**Short task:** Starting with the line that contains "white cloud, which" and going on through the final line of the listing below, output each line as one string in a JSON list, leaving out any blank lines.

**Data lines:**
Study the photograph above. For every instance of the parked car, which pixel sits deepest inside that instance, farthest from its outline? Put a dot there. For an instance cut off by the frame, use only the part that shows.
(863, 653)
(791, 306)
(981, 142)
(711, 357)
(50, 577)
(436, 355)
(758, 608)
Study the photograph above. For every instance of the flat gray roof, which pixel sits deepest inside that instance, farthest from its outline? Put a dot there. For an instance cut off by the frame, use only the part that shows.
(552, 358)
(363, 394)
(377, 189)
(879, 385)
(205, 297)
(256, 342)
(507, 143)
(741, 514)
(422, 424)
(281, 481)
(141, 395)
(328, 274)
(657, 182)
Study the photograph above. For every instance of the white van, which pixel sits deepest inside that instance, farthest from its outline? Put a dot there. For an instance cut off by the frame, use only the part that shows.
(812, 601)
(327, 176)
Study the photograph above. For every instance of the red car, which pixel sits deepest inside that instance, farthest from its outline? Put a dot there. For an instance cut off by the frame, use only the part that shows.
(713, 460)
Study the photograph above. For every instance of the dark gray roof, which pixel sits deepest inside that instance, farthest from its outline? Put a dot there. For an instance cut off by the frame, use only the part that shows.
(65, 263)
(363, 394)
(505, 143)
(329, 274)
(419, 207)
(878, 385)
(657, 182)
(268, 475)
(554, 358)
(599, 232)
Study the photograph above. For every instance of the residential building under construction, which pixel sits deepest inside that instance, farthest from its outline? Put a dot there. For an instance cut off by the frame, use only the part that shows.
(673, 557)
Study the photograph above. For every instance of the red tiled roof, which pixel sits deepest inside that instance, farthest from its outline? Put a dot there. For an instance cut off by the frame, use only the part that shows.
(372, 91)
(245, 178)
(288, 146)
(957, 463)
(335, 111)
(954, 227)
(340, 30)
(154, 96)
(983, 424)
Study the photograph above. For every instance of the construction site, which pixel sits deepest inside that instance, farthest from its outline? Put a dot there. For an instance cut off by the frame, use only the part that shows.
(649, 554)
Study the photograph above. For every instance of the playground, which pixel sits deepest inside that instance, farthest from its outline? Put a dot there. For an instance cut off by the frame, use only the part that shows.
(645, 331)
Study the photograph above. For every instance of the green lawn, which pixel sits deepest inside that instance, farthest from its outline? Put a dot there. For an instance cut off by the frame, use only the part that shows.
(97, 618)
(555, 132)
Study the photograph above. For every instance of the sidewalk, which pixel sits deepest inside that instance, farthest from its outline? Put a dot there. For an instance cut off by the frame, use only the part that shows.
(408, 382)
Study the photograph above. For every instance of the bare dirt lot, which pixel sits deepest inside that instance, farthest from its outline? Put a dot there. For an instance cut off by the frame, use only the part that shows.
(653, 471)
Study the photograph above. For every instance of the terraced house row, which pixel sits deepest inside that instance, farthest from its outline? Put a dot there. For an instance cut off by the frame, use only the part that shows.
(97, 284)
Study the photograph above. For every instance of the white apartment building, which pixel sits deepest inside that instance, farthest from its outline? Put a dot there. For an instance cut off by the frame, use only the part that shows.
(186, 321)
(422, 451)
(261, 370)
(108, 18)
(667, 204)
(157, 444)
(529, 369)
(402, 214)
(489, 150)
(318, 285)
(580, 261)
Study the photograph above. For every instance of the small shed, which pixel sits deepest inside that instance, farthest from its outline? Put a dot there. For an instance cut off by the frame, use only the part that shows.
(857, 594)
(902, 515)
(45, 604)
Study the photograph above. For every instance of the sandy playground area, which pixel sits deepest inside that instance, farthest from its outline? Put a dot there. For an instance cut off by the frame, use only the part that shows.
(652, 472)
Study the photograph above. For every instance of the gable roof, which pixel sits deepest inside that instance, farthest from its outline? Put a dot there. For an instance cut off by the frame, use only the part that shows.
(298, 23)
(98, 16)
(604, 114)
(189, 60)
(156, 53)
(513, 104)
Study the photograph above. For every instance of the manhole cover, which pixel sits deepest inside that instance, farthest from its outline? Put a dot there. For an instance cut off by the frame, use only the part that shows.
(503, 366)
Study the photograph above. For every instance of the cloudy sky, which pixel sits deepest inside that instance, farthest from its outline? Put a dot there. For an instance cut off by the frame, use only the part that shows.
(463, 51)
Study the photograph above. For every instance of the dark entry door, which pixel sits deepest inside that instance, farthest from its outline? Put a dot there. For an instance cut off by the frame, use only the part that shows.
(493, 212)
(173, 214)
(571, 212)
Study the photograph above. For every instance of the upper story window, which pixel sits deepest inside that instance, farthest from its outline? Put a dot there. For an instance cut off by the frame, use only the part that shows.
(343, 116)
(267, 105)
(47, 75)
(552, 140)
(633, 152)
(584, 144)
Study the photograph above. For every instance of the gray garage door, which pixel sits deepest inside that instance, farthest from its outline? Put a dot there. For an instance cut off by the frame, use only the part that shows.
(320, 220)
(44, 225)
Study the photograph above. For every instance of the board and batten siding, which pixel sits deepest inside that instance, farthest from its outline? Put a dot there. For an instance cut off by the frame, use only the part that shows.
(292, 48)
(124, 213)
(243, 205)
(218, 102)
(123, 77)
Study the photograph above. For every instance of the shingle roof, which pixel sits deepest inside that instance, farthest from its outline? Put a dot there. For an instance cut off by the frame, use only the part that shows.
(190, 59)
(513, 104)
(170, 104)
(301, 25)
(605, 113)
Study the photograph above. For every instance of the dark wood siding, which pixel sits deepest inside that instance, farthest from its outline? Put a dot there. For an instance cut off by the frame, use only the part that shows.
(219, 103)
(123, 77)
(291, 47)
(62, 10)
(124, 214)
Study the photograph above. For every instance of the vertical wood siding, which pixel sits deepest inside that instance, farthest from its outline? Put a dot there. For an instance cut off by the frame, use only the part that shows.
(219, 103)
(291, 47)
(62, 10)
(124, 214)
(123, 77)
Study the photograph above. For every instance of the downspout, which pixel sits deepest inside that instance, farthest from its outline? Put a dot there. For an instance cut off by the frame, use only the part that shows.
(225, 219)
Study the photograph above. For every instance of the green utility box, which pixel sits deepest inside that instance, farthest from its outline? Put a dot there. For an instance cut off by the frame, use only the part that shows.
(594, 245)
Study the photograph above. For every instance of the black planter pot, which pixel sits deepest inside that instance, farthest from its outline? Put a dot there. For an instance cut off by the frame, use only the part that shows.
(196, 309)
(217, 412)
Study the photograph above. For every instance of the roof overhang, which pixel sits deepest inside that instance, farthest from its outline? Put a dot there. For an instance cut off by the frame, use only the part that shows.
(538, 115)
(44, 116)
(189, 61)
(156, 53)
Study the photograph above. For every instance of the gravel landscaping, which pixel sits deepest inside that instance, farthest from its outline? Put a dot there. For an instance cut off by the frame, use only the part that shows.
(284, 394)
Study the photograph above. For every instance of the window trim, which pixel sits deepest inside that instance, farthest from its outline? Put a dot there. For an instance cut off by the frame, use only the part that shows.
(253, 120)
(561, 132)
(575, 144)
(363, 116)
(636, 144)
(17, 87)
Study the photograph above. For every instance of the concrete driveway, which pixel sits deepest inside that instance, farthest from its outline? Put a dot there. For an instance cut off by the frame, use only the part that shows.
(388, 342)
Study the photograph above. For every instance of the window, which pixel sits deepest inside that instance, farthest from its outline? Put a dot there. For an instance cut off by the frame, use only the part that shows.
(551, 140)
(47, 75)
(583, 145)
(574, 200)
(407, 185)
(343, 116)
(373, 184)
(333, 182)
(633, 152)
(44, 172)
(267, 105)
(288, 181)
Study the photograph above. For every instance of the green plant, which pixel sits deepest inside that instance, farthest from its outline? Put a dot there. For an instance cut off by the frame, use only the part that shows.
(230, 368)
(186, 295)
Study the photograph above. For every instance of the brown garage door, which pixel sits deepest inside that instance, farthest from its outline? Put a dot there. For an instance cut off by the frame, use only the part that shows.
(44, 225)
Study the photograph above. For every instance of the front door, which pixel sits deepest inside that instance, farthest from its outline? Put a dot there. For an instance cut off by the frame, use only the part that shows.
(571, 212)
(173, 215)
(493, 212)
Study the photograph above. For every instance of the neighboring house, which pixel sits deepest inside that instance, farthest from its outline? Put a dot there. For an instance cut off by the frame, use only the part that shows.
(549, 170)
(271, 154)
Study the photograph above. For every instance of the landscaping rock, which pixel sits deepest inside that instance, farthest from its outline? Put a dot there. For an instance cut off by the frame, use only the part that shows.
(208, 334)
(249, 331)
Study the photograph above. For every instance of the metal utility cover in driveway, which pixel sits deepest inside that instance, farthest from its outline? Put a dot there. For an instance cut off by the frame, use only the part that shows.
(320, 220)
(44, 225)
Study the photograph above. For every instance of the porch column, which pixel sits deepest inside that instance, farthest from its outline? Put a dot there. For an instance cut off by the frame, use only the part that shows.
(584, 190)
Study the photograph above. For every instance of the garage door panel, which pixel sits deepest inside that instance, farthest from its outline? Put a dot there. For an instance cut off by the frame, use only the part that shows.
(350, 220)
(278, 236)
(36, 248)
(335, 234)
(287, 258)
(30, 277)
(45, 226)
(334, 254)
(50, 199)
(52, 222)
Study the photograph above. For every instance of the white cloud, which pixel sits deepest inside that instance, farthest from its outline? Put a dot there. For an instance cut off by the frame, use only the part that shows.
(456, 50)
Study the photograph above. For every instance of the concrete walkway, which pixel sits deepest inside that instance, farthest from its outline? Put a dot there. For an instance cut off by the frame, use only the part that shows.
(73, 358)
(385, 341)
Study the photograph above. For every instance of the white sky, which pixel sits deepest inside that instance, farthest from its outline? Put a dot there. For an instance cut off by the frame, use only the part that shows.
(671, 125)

**Solution for this problem:**
[
  "Study the photograph above. For every instance of the white cloud, which pixel sits deepest inside that instance, farthest from its outline? Put a dot there. For an instance cut off by the frame, use only the part that shows.",
  "(456, 50)",
  "Study the photograph above. For every instance of the concrete walkway, which pixel sits deepest inside that instance, farthest from its outline? Put a dot there. For an instance cut off by the frame, use only the part that shows.",
  "(73, 358)",
  "(385, 341)",
  "Study the photograph above. For every instance of the white sky, which pixel sits deepest inside that instance, farthest from its outline? Put a dot there. For an instance cut off by the frame, use only the part that shows.",
  "(671, 125)"
]